▸ EXERCISE: Every line of the data below should be retyped exactly.

Saved data entries
________________________________________
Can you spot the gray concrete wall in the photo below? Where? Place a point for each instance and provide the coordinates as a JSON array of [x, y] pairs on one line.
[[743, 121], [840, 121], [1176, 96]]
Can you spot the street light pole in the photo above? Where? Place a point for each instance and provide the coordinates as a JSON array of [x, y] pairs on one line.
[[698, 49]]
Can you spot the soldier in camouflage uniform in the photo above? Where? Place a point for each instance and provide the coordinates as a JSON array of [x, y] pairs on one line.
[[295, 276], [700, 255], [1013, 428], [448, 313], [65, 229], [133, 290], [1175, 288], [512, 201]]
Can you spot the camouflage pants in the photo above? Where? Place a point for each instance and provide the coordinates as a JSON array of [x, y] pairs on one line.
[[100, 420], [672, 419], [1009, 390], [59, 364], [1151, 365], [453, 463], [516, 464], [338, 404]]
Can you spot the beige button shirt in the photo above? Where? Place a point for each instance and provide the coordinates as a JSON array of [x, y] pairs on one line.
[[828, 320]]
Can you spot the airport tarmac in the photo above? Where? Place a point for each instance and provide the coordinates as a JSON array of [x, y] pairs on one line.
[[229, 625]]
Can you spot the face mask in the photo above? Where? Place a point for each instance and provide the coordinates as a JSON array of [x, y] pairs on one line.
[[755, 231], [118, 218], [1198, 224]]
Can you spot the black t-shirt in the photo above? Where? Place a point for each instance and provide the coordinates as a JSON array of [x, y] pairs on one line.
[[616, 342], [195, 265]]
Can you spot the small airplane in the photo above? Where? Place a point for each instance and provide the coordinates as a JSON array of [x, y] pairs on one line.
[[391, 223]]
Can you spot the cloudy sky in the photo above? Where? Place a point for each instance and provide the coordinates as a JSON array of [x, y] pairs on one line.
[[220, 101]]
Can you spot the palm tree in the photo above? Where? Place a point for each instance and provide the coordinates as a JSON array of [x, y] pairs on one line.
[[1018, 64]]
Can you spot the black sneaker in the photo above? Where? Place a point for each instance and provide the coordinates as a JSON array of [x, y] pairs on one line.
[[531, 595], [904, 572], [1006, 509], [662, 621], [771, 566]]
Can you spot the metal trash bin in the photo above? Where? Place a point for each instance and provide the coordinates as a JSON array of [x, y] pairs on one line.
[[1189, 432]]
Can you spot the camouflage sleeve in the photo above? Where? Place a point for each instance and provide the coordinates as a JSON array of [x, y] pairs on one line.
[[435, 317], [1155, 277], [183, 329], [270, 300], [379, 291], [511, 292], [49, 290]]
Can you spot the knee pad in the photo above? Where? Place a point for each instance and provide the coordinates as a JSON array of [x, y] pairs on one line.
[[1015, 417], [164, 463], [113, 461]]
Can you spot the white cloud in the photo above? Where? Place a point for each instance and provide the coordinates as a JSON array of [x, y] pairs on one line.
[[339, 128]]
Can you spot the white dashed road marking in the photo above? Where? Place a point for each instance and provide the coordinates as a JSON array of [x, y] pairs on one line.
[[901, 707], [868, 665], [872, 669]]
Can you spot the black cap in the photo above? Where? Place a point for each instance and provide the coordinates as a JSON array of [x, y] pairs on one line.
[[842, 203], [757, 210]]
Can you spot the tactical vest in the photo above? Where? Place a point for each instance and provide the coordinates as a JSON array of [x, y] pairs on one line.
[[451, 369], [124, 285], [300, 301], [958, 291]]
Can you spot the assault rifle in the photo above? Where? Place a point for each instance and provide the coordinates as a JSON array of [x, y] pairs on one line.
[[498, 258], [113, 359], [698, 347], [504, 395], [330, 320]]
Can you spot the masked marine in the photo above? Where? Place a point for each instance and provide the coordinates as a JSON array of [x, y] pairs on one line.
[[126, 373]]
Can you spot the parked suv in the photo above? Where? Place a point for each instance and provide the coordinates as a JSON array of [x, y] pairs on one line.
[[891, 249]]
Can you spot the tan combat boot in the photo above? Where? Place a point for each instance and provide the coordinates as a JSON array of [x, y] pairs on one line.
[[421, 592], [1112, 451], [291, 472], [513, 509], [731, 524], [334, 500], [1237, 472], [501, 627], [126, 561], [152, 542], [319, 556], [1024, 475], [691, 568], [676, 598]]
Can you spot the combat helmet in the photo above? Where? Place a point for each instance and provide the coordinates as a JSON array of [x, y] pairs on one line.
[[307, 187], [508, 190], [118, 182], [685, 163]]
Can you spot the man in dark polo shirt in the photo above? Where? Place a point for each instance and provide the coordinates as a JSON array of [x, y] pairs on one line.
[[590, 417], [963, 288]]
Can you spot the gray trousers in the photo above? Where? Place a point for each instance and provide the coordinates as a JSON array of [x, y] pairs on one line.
________________________________________
▸ RESULT OF THE EXERCISE:
Can you spot the gray concrete wall in the photo below? Where? Place a point for each instance and provide the coordinates as a JSON array of [x, y] pairs on one line.
[[743, 121], [840, 121], [1176, 96]]
Can you spot the street light pole in the photo above? Where? Place a point for each instance and provide the coordinates as a JSON array of [x, y] pairs on one line.
[[698, 49]]
Can you spot the soldier in camouflage uniform in the photo above? Where? Place a point for each instance and provide the coordinates as a JSON array of [x, y] pairs on one line.
[[295, 276], [700, 255], [1013, 428], [448, 313], [65, 229], [133, 290], [1175, 288], [512, 201]]
Can you spot the camouflage pants in the photo above? Where? Place a point for each instance and provide the coordinates as a JSON array of [x, y] pairs on one line.
[[100, 420], [672, 419], [1009, 390], [59, 364], [1151, 365], [453, 463], [516, 464], [338, 404]]
Can you spot the beige button shirt in the photo above? Where? Place a point for each instance and provide the coordinates as a JSON array of [x, y] pairs on one line.
[[828, 320]]
Can you spot the airport tarmac in the photo above? Where? Place a point for each instance and provide the coordinates as a JSON array of [x, y] pairs on one line.
[[229, 625]]
Can you spot the face mask in the photo above? Where? Place a point for each instance and provide the coordinates as a JSON array of [x, y] pairs on one line.
[[755, 231], [118, 218], [1198, 224]]
Can you spot the black t-shirt in the photo above? Where? Place a point for each instance and provide the coordinates as a JSON array of [x, y] pairs on one line.
[[616, 342], [195, 265]]
Can you spot the small airplane in the photo above? Where? Place a point for each instance and provide the coordinates as a JSON array of [x, y] pairs on one line.
[[391, 223]]
Can you spot the cloudy sky in the photo above? Where? Place a point for each instance and provide the coordinates as a JSON array of [x, y] pairs on one line.
[[220, 101]]
Can you spot the palm tree in the photo above? Where? Place a point for each instance and provide the coordinates as a JSON array of [x, y] pairs on one line.
[[1018, 64]]
Can you spot the black sneaker in the photo above? Where? Place a point for each instance and provide the coordinates as a JSON array of [x, y] pairs on one line.
[[531, 595], [904, 572], [1006, 509], [662, 621], [771, 566]]
Can you spot the metal trash bin in the photo above? Where? Place a point for each instance and provide the coordinates as a JSON array of [x, y] pairs on one line.
[[1189, 432]]
Can you spot the camouflage sleeve in the photo above? Where? Place a point for each instance and provide the coordinates as a JSON array of [x, y] pairs on one line.
[[435, 317], [1155, 277], [183, 329], [270, 300], [379, 291], [511, 292], [49, 290]]
Can you spot the knee pad in the photo above? Where? Place a point for each instance and provide the coordinates as a JSON array of [x, y] pairs on one line.
[[1015, 417], [164, 463], [113, 461]]
Can you spot the white cloud in the photo above? Where? Place a point for each instance and provide the coordinates as a JSON array of [x, y] pairs on one line.
[[339, 128]]
Can you spot the white dashed road marking in the photo above? Where? Place a point for each instance and provide the coordinates as a JSON array of [x, y] pairs on one line.
[[901, 707], [868, 665], [872, 669]]
Can you spot the black cap in the photo above? Where? Place a point for each instance and provide the coordinates as a JSON array of [x, y] pairs on one line.
[[842, 203], [757, 210]]
Can you spot the tactical vest in the photo above? Where? Place a point for each instance and provide the coordinates as a JSON array of [x, y] pairs on one line.
[[451, 369], [124, 285], [300, 301], [958, 291]]
Can you spot the assault rifle in the photo above? Where? Place a point for each instance and provide the coordinates as a JSON array of [x, y] pairs on one line.
[[498, 258], [113, 359], [698, 347], [504, 395], [330, 320]]
Can you spot the masked marine in the photo above? Where? Place a point for each instance and provide the coordinates as a JSON array of [x, y] pairs on one line.
[[126, 373]]
Can you spot the parked suv in the photo above? Where? Place a point for each instance and provide the coordinates as a JSON array of [x, y] pairs on one line.
[[891, 249]]
Can you spot the tan combat boot in the photo above? Where? Place a point for each instance and provide the coordinates as a JSON array of [x, y] pairs on one line.
[[421, 592], [1112, 451], [291, 472], [513, 509], [731, 524], [334, 500], [1237, 472], [501, 627], [126, 561], [152, 542], [319, 556], [1024, 475], [691, 568], [676, 598]]
Can you spot the combat helmet in the photo above? Where? Place a point for each instance and provide the coordinates as a JSON array of [x, y] pairs on one line.
[[307, 187], [508, 190], [118, 182], [685, 163]]
Can you spot the man in dark polo shirt in the photo above? Where? Place a point for each instance and provide the coordinates as a JSON array of [x, y] pairs on one line.
[[590, 417], [963, 288]]
Can you spot the gray trousers in the photo above? Where? Place a point for each instance and provide the coordinates as a JSON array of [x, y] pairs on one line.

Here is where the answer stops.